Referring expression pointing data
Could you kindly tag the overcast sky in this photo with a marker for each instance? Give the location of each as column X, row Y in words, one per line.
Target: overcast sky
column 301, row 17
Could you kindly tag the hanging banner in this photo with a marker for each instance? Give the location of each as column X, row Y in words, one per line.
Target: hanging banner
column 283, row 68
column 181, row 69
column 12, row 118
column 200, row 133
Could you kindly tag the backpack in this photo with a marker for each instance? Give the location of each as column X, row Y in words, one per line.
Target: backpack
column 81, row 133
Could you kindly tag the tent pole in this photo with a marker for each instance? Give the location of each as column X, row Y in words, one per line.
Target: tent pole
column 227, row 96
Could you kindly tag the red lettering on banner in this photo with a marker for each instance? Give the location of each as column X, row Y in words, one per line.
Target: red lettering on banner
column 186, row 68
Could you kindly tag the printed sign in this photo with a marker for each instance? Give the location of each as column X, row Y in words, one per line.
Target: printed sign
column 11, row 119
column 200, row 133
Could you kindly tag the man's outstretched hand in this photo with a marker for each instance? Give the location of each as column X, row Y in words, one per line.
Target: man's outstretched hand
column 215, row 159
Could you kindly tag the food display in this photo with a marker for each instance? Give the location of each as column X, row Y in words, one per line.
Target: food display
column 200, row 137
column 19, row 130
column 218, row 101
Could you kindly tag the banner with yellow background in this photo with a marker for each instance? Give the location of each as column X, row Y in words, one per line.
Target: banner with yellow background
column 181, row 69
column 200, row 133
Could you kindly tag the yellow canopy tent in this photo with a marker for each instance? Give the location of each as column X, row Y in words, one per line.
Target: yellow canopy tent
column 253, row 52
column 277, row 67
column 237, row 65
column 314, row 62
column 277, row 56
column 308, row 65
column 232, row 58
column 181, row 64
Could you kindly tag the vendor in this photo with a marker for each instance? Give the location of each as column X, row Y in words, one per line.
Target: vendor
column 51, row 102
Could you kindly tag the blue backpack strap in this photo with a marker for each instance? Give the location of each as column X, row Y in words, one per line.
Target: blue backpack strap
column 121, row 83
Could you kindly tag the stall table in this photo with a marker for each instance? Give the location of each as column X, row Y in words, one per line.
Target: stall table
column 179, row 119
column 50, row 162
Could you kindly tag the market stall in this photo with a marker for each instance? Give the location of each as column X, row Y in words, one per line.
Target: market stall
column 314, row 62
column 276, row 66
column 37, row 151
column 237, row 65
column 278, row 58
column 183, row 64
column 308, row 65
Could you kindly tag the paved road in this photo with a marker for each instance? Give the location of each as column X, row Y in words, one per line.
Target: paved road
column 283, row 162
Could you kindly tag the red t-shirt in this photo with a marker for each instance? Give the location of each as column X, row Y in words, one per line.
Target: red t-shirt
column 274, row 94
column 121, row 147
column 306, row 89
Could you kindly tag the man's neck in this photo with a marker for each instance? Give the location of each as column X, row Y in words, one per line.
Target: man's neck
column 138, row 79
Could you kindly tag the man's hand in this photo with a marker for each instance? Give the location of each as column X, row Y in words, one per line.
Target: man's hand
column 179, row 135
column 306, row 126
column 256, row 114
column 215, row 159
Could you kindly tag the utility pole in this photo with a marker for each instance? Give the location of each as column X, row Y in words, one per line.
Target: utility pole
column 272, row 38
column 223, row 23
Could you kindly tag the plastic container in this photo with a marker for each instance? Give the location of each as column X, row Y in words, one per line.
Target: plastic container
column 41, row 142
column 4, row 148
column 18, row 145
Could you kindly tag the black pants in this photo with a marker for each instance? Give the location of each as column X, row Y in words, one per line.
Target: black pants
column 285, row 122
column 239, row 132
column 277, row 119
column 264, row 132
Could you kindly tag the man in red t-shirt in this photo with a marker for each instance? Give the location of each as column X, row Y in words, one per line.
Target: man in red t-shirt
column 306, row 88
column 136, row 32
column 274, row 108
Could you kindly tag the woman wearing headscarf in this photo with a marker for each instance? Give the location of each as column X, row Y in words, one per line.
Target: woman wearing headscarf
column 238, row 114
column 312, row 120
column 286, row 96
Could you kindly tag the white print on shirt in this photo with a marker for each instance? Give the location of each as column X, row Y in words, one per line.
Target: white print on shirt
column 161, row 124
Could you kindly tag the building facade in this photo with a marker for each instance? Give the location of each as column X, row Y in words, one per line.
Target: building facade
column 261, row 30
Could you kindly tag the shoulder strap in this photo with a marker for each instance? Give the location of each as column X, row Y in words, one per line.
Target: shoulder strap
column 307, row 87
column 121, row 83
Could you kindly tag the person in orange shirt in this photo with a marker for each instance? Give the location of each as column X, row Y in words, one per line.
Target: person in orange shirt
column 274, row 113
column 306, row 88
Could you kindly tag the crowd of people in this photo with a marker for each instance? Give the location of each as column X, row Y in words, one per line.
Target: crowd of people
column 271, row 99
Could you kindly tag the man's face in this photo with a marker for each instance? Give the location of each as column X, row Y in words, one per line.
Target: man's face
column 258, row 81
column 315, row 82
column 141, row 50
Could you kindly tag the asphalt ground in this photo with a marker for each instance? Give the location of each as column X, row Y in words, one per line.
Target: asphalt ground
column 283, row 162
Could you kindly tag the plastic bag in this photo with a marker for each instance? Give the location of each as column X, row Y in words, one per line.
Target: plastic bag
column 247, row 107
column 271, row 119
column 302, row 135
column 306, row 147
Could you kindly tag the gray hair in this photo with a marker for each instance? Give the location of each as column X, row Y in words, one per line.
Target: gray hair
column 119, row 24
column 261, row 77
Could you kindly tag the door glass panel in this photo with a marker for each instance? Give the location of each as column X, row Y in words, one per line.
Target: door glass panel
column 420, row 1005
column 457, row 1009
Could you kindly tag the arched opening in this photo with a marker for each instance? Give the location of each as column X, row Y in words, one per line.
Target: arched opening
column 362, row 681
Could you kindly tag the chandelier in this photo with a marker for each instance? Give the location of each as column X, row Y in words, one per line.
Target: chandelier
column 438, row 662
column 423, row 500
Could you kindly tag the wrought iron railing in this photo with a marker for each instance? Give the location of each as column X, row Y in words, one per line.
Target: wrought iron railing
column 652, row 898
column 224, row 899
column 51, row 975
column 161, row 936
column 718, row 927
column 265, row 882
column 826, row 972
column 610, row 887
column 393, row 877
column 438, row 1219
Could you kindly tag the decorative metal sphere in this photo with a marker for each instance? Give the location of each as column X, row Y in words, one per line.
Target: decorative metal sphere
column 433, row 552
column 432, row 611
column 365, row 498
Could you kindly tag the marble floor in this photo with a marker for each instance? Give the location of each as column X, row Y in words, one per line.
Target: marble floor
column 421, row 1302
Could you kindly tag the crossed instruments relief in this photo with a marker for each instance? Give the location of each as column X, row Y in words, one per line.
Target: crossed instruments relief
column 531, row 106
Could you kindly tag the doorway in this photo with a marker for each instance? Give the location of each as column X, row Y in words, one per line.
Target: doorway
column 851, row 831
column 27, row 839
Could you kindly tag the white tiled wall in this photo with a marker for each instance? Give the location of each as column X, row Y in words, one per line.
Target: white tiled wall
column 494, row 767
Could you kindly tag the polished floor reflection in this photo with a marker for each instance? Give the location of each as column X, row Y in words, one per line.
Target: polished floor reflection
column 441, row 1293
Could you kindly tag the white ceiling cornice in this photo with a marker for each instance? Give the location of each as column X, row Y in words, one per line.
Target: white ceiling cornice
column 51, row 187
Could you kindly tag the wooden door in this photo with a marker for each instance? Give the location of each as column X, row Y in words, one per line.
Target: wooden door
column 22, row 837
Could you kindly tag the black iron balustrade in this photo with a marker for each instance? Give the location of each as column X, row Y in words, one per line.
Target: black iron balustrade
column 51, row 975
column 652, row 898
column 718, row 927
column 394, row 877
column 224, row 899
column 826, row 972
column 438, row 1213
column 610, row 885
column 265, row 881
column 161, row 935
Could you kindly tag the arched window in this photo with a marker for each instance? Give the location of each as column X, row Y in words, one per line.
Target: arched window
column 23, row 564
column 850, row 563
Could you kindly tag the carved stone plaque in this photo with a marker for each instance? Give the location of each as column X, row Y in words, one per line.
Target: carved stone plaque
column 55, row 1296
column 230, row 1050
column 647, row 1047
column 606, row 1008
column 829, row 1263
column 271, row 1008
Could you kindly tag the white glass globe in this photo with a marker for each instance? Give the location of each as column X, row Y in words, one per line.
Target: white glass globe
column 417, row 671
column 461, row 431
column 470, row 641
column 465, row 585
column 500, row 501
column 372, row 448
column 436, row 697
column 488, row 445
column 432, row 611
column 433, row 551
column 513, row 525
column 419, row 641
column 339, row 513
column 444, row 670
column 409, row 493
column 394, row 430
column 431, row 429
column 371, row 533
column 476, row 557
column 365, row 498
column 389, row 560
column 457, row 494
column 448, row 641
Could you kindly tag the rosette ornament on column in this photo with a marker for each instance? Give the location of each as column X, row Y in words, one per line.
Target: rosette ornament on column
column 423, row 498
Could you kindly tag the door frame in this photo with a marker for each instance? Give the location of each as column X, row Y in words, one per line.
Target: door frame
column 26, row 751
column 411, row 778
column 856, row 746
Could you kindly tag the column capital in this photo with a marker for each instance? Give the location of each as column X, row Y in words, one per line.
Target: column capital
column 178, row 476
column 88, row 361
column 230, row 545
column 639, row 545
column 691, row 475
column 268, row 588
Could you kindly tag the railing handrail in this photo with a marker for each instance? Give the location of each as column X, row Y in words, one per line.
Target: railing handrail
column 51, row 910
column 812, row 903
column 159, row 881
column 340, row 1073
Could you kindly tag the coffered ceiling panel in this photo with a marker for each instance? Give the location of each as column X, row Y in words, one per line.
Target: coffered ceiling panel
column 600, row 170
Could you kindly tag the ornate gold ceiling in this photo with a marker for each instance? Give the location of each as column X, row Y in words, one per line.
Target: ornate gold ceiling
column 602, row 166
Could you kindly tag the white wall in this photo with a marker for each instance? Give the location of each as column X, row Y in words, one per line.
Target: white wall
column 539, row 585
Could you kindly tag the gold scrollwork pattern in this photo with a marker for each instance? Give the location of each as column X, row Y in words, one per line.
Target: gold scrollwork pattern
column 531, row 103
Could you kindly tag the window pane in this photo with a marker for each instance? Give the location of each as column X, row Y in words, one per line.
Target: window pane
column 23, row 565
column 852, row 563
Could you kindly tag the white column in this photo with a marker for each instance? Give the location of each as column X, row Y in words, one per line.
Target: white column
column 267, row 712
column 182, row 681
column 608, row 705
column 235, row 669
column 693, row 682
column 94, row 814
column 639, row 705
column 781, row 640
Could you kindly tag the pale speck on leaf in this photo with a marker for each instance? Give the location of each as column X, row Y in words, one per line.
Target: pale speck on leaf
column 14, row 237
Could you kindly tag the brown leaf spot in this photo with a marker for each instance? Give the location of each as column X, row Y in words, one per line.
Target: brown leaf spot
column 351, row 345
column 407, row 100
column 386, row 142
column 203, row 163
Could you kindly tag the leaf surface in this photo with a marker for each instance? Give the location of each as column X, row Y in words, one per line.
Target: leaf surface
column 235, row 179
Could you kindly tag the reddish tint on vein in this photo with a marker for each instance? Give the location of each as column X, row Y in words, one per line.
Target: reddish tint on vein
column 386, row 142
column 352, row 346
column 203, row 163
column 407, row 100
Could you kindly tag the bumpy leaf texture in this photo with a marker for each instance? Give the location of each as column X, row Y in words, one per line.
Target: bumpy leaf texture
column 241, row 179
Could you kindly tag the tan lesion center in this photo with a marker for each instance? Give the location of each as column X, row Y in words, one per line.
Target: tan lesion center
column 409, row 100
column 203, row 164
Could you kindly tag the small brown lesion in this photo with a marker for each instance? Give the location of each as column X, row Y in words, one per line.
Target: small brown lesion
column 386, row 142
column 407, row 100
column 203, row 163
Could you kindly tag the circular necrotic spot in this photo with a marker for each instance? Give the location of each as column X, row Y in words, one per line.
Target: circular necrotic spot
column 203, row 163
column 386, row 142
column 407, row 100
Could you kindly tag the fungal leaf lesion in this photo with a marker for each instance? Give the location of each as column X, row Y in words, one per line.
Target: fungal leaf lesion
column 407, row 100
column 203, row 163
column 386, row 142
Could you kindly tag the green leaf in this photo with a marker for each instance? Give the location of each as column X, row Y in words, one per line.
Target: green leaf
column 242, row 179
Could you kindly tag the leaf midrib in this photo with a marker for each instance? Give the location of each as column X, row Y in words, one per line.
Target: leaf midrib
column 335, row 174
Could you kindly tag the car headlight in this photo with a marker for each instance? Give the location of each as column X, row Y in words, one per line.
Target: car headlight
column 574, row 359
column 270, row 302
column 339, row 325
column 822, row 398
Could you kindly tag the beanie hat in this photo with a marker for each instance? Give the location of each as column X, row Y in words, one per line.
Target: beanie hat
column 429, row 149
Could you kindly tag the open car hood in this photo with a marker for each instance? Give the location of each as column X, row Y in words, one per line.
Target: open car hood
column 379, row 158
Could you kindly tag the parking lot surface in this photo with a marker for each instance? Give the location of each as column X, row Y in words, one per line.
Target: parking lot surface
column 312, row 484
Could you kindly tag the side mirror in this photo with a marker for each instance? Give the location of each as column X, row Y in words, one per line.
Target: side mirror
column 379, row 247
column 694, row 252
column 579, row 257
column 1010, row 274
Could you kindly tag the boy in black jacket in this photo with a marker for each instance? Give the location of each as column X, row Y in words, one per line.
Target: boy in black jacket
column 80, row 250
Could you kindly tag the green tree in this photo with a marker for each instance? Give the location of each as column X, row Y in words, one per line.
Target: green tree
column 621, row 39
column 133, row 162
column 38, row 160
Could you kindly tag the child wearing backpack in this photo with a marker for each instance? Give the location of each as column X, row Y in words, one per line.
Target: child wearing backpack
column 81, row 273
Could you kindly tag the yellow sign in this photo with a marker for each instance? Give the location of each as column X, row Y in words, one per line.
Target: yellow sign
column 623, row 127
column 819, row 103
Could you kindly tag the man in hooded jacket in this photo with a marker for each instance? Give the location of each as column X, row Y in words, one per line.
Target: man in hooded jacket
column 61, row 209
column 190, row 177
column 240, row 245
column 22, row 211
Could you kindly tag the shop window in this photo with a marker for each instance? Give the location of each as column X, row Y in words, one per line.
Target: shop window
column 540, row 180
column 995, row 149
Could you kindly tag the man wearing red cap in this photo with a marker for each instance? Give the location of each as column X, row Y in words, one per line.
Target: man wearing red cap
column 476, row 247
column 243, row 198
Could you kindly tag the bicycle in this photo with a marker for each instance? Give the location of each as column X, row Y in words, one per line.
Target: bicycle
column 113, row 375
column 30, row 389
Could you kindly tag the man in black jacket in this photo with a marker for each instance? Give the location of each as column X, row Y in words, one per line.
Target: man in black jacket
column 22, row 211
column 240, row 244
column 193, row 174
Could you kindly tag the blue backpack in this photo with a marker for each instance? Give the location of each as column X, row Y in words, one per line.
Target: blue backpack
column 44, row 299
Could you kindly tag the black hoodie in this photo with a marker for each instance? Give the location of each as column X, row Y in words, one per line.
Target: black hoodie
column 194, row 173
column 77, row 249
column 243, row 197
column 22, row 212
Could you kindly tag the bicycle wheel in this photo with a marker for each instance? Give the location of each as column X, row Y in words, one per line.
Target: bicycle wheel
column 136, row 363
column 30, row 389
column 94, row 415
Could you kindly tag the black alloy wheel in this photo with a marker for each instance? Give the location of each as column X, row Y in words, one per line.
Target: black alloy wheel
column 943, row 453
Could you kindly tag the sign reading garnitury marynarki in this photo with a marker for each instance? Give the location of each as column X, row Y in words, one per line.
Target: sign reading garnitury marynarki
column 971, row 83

→ EXERCISE PROMPT
Look above for the line with "Could you kindly tag the man in black" and the line with "Could you kindly tag the black hoodie"; transcribe both and all lines in between, exactly, and nothing else.

→ ANSWER SECTION
Could you kindly tag the man in black jacket in this photo with a marker for each instance? Give the location of each as column X, row Y in words, one per line.
Target: man in black jacket
column 22, row 211
column 240, row 244
column 193, row 174
Could you kindly tag the blue backpack in this photo with a marker for each instance? Give the location of each as column X, row Y in words, one per line.
Target: blue backpack
column 44, row 299
Could you kindly tag the black hoodie in this photo with a marker for each instance? Give the location of each as column X, row Y in words, one per line.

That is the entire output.